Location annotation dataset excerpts
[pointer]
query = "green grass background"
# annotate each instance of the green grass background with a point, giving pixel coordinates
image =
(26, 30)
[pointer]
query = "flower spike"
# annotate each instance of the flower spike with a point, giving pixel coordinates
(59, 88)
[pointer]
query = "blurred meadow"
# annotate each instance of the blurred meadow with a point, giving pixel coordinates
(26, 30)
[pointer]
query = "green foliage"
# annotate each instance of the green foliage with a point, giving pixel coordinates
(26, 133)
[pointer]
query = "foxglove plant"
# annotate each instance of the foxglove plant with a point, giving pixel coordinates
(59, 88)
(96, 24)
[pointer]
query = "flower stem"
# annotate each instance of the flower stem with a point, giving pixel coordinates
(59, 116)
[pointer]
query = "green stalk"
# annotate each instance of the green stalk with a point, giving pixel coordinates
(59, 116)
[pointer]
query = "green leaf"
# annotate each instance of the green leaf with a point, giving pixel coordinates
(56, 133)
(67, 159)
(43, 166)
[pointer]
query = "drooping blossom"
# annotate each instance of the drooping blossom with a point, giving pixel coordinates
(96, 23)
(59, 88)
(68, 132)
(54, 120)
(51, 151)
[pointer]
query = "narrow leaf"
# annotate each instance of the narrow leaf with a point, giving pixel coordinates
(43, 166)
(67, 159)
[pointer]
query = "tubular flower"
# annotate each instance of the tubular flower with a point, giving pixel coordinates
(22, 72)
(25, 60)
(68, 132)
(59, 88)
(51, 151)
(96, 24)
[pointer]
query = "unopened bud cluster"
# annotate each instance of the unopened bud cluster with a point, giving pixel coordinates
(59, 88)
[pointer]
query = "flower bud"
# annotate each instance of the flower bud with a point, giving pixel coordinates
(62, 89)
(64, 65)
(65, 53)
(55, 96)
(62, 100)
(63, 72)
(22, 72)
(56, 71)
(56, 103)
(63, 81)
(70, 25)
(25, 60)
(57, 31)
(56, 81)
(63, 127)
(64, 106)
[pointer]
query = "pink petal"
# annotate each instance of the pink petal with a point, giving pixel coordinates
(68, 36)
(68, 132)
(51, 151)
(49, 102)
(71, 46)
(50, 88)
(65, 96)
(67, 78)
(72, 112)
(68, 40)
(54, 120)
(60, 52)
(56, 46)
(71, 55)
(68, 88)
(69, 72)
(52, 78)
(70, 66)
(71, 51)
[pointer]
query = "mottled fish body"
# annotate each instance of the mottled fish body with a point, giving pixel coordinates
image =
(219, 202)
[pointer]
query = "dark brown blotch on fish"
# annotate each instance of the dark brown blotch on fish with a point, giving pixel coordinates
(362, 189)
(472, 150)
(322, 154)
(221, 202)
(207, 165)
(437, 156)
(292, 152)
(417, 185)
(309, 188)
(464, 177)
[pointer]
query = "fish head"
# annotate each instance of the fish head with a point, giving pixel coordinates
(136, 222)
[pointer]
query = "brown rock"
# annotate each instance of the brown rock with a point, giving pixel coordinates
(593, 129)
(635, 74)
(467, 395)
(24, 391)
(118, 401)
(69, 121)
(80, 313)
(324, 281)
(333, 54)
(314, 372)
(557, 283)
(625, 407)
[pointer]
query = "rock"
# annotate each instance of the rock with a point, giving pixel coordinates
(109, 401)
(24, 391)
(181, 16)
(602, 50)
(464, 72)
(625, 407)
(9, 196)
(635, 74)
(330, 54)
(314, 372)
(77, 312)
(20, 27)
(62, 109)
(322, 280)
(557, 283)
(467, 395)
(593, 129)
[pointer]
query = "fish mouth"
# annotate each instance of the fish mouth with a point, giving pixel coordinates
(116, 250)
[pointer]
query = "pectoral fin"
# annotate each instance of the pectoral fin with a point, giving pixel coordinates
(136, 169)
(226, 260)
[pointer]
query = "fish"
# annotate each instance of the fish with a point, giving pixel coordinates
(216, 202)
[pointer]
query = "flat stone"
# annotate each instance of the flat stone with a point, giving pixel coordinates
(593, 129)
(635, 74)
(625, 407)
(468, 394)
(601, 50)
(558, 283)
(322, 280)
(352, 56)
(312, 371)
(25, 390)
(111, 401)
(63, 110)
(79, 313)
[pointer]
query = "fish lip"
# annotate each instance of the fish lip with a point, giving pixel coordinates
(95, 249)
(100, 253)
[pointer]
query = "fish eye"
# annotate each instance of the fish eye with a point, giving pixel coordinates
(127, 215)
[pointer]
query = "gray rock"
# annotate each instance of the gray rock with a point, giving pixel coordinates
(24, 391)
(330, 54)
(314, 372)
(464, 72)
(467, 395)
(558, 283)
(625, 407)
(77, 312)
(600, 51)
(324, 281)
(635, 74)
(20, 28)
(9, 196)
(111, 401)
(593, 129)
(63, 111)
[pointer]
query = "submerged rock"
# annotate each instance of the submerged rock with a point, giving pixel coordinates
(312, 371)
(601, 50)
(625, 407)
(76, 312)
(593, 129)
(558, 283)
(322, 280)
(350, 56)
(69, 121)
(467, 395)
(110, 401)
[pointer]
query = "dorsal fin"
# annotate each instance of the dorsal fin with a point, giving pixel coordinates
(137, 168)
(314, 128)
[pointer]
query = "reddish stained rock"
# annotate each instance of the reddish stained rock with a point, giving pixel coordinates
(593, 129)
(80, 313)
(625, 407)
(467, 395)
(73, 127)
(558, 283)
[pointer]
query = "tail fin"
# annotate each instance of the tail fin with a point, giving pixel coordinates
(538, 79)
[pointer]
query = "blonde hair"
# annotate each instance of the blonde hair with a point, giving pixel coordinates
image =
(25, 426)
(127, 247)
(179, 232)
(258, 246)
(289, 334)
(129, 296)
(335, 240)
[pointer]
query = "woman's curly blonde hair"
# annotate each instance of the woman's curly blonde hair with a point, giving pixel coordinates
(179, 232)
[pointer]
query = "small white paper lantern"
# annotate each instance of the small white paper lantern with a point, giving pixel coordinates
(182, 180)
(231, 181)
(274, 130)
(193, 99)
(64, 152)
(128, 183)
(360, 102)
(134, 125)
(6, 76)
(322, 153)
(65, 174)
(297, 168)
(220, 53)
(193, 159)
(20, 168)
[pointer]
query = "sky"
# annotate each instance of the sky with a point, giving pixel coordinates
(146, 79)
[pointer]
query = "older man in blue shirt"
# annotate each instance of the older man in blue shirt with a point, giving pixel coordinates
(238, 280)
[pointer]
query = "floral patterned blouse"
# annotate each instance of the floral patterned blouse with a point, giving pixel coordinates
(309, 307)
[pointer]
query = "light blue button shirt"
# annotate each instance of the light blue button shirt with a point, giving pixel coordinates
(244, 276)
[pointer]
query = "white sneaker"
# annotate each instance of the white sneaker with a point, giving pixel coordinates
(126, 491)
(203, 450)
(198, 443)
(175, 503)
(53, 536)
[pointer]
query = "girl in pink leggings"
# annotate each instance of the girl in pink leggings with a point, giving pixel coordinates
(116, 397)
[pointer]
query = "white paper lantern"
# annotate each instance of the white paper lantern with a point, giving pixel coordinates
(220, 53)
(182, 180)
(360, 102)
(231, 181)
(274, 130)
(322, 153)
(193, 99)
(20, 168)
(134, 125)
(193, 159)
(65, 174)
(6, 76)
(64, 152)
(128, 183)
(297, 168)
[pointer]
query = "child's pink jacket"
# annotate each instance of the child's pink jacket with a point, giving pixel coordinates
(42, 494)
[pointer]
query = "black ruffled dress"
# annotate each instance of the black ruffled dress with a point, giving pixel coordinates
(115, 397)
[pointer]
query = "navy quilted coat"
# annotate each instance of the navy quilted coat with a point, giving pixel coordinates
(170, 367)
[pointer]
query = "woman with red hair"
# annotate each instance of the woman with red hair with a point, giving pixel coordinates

▶ _Work instructions_
Quote each line of the listing above exactly.

▶ _Result of this exercise_
[pointer]
query = "green grass background"
# annotate each instance of the green grass background with a point, giving pixel coordinates
image =
(26, 30)
[pointer]
query = "flower spike"
# annotate each instance of the flower spike with a point, giving pixel coordinates
(59, 88)
[pointer]
query = "blurred meadow"
# annotate each instance of the blurred meadow with a point, giving pixel coordinates
(26, 30)
[pointer]
query = "green foliage"
# annotate each instance of the green foliage with a point, giving pixel coordinates
(26, 133)
[pointer]
query = "foxglove plant"
# annotate each instance of the foxglove plant with a point, giving pixel coordinates
(59, 88)
(96, 24)
[pointer]
query = "flower stem"
# annotate each instance of the flower stem with a point, giving pixel coordinates
(59, 116)
[pointer]
query = "green stalk"
# annotate each instance of the green stalk with a point, giving pixel coordinates
(59, 116)
[pointer]
query = "green leaf"
# annotate each instance of the green leaf with a point, giving pixel coordinates
(56, 133)
(67, 159)
(43, 166)
[pointer]
query = "drooping blossom"
# annotate each instance of the drooping blossom with a point, giving pixel coordinates
(96, 23)
(59, 88)
(68, 132)
(54, 120)
(51, 151)
[pointer]
query = "narrow leaf"
# annotate each instance of the narrow leaf with a point, giving pixel coordinates
(43, 166)
(67, 159)
[pointer]
query = "tubular flower"
# annotate each instance of the tubular flower with a point, giving pixel coordinates
(22, 72)
(25, 60)
(68, 132)
(59, 88)
(51, 151)
(96, 24)
[pointer]
query = "unopened bud cluster"
# annotate each instance of the unopened bud cluster with a point, giving pixel coordinates
(59, 88)
[pointer]
query = "flower bud"
# annotate each instance of the flower bud with a point, giving pixel coordinates
(62, 89)
(64, 65)
(65, 53)
(55, 96)
(62, 100)
(63, 72)
(22, 72)
(56, 71)
(56, 103)
(63, 81)
(70, 25)
(25, 60)
(57, 31)
(56, 81)
(63, 127)
(64, 106)
[pointer]
query = "pink petal"
# annotate each instance of the pink petal with a point, giving pixel coordinates
(68, 36)
(68, 132)
(51, 151)
(49, 102)
(71, 46)
(50, 88)
(65, 96)
(67, 78)
(72, 112)
(68, 40)
(54, 120)
(60, 52)
(56, 46)
(71, 55)
(68, 88)
(69, 72)
(52, 78)
(70, 66)
(71, 51)
[pointer]
query = "mottled fish body"
# annotate each instance of the mottled fish body with a point, giving pixel coordinates
image =
(219, 202)
[pointer]
query = "dark brown blotch on fish"
# annotate each instance of the dark brown blotch on fish with a point, giving pixel coordinates
(362, 189)
(472, 150)
(322, 154)
(221, 202)
(207, 165)
(437, 156)
(292, 152)
(417, 185)
(309, 188)
(464, 177)
[pointer]
query = "fish head"
# annotate each instance of the fish head with a point, giving pixel coordinates
(136, 222)
[pointer]
query = "brown rock"
# annotate each instance of the brown rock with a point, giving pixel coordinates
(593, 129)
(635, 74)
(467, 395)
(24, 391)
(118, 401)
(69, 121)
(80, 313)
(324, 281)
(333, 54)
(314, 372)
(557, 283)
(625, 407)
[pointer]
query = "rock"
# annotate each instance of the rock with a point, giving pixel coordinates
(109, 401)
(24, 391)
(181, 16)
(602, 50)
(464, 72)
(625, 407)
(9, 196)
(635, 74)
(330, 54)
(314, 372)
(77, 312)
(20, 27)
(62, 109)
(322, 280)
(557, 283)
(467, 395)
(593, 129)
[pointer]
query = "fish mouth"
# annotate each instance of the fish mouth with a point, giving pixel coordinates
(116, 250)
[pointer]
query = "pectoral fin"
# annotate each instance of the pectoral fin with a point, giving pixel coordinates
(136, 169)
(226, 260)
[pointer]
query = "fish"
# annotate each instance of the fish with a point, giving pixel coordinates
(216, 202)
[pointer]
query = "flat stone"
# annotate each instance of the flat stone with a point, giving pixel coordinates
(593, 129)
(635, 74)
(625, 407)
(468, 394)
(601, 50)
(558, 283)
(322, 280)
(352, 56)
(312, 371)
(25, 390)
(111, 401)
(63, 110)
(79, 313)
[pointer]
query = "fish lip"
# annotate each instance of the fish lip with a point, giving pixel coordinates
(95, 249)
(100, 253)
[pointer]
query = "fish eye"
# annotate each instance of the fish eye with a point, giving pixel coordinates
(127, 215)
[pointer]
query = "gray rock"
# annotate each instance of the gray rock with a point, giving pixel coordinates
(24, 391)
(330, 54)
(314, 372)
(464, 72)
(467, 395)
(558, 283)
(625, 407)
(77, 312)
(600, 51)
(324, 281)
(635, 74)
(20, 28)
(9, 196)
(111, 401)
(593, 129)
(63, 111)
[pointer]
query = "submerged rock"
# annotate each instance of the submerged rock with a point, giving pixel coordinates
(312, 371)
(601, 50)
(625, 407)
(76, 312)
(593, 129)
(558, 283)
(322, 280)
(350, 56)
(69, 121)
(467, 395)
(110, 401)
[pointer]
query = "dorsal fin"
# annotate each instance of the dorsal fin with a point, giving pixel coordinates
(137, 168)
(314, 128)
[pointer]
query = "reddish stained rock"
# annotate each instance of the reddish stained rock with a point, giving pixel coordinates
(593, 129)
(80, 313)
(625, 407)
(467, 395)
(73, 127)
(558, 283)
[pointer]
query = "tail fin"
# annotate each instance of the tail fin with a point, giving pixel coordinates
(538, 79)
[pointer]
query = "blonde hair"
# annotate each instance of the blonde hair with a point, giving pixel coordinates
image =
(25, 426)
(127, 247)
(179, 232)
(258, 246)
(289, 334)
(129, 296)
(335, 240)
[pointer]
query = "woman's curly blonde hair"
# annotate each instance of the woman's curly blonde hair with a point, giving pixel coordinates
(179, 232)
[pointer]
query = "small white paper lantern"
# annotate each instance of the small white paper lantern with a point, giving pixel coordinates
(182, 180)
(231, 181)
(274, 130)
(193, 99)
(64, 152)
(128, 183)
(360, 102)
(134, 125)
(6, 76)
(322, 153)
(65, 174)
(297, 168)
(220, 53)
(193, 159)
(20, 168)
[pointer]
query = "sky"
# annotate each instance of the sky with a point, giving pixel coordinates
(146, 79)
[pointer]
query = "older man in blue shirt"
# annotate each instance of the older man in blue shirt with a point, giving pixel coordinates
(238, 280)
[pointer]
query = "floral patterned blouse"
# annotate each instance of the floral patterned blouse with a point, giving pixel coordinates
(309, 307)
[pointer]
query = "light blue button shirt"
# annotate each instance of the light blue button shirt with a point, giving pixel coordinates
(244, 276)
[pointer]
query = "white sneaker"
# annotate each instance of the white sneaker with a point, giving pixel coordinates
(126, 491)
(203, 450)
(198, 443)
(175, 503)
(53, 536)
[pointer]
query = "girl in pink leggings"
# annotate each instance of the girl in pink leggings with a point, giving pixel coordinates
(116, 397)
[pointer]
query = "white paper lantern"
# annotate each instance of the white paper lantern with a point, giving pixel coordinates
(220, 53)
(182, 180)
(360, 102)
(231, 181)
(274, 130)
(322, 153)
(193, 99)
(20, 168)
(134, 125)
(193, 159)
(65, 174)
(6, 76)
(64, 152)
(128, 183)
(297, 168)
[pointer]
query = "child's pink jacket"
# annotate each instance of the child's pink jacket with a point, giving pixel coordinates
(42, 494)
[pointer]
query = "black ruffled dress"
# annotate each instance of the black ruffled dress with a point, giving pixel coordinates
(115, 397)
[pointer]
query = "navy quilted coat"
# annotate each instance of the navy quilted coat with a point, giving pixel coordinates
(170, 367)
[pointer]
query = "woman with red hair"
# annotate each instance of the woman with red hair with a point, giving pixel coordinates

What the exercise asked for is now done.